(Records drawn from a dataset)
· · · · ·

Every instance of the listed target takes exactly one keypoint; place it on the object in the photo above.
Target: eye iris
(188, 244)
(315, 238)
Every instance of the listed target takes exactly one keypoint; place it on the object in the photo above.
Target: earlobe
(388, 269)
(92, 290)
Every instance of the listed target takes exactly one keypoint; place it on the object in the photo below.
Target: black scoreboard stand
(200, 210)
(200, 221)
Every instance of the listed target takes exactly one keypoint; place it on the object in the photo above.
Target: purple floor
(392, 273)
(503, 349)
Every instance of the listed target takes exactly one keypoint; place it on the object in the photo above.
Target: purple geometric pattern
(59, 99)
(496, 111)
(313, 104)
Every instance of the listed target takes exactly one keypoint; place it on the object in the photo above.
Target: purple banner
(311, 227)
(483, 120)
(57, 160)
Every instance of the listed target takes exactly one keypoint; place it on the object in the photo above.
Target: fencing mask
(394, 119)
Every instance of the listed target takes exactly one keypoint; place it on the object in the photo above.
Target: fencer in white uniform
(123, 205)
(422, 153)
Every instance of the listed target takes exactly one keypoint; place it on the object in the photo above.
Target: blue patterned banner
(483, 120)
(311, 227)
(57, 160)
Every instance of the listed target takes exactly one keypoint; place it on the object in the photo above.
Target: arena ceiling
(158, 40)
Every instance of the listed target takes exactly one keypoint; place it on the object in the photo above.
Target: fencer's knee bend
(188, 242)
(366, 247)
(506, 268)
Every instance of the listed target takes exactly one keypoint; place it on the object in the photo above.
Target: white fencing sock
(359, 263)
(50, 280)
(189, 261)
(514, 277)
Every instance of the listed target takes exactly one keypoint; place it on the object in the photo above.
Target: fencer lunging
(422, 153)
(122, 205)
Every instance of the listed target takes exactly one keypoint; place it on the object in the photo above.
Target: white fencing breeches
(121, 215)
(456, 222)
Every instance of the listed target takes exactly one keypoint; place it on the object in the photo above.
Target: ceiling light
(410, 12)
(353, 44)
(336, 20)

· · · · ·

Copy out each entry above with no deviation.

Every instance of the listed target takes exactly one keypoint; place it on the object in the photo above.
Target: eye iris
(188, 244)
(315, 238)
Every instance of the listed target takes exactly one keypoint; place it on the object in the photo above.
Target: earlobe
(388, 269)
(92, 290)
Every instance of the listed target takes exactly one keypoint; place it on the object in the photo below.
Target: black scoreboard stand
(200, 210)
(200, 221)
Every instance of the listed target takes exactly one keypoint; place it on the object in the photo above.
Target: purple floor
(392, 273)
(503, 349)
Every instance of the listed target takes exactly one keypoint; place it on the object in the photo above.
Target: purple geometric pattern
(59, 99)
(496, 111)
(313, 104)
Every instance of the listed target takes exactly one keypoint; place it on the object in the photo above.
Target: purple banner
(311, 227)
(483, 120)
(57, 160)
Every instance of the listed target takes exactly one keypoint; place it on the object in the photo above.
Target: fencing mask
(394, 119)
Every instance of the listed target takes exactly one keypoint; place it on the object in the photo above.
Target: fencer in white uniform
(123, 205)
(422, 153)
Every instance of the listed target takes exactly one keypoint; place it on the object in the photo above.
Target: blue patterned banner
(483, 120)
(311, 227)
(57, 160)
Every instance of the listed target takes exactly one keypoint; place it on the object in the photo above.
Target: arena ceiling
(158, 40)
Every instance of the listed target takes exactly one keypoint; place it on the object in the photo above.
Target: fencer's knee bend
(188, 242)
(366, 247)
(506, 268)
Every instance of the listed target takes exactly one keypoint; place it on the object in the photo above.
Target: white fencing sock
(359, 263)
(50, 280)
(189, 261)
(514, 277)
Every instance of the listed target takes exactly one keypoint; place it on the object in the photo above.
Target: fencer lunging
(422, 153)
(122, 205)
Every instance of the listed target takes exactly one keypoint; place it on the object in the photo above.
Target: white fencing breeches
(121, 215)
(456, 222)
Every instance of the listed target takes exactly one keypoint; place it on the object in the photo above.
Target: ceiling light
(410, 12)
(353, 44)
(336, 20)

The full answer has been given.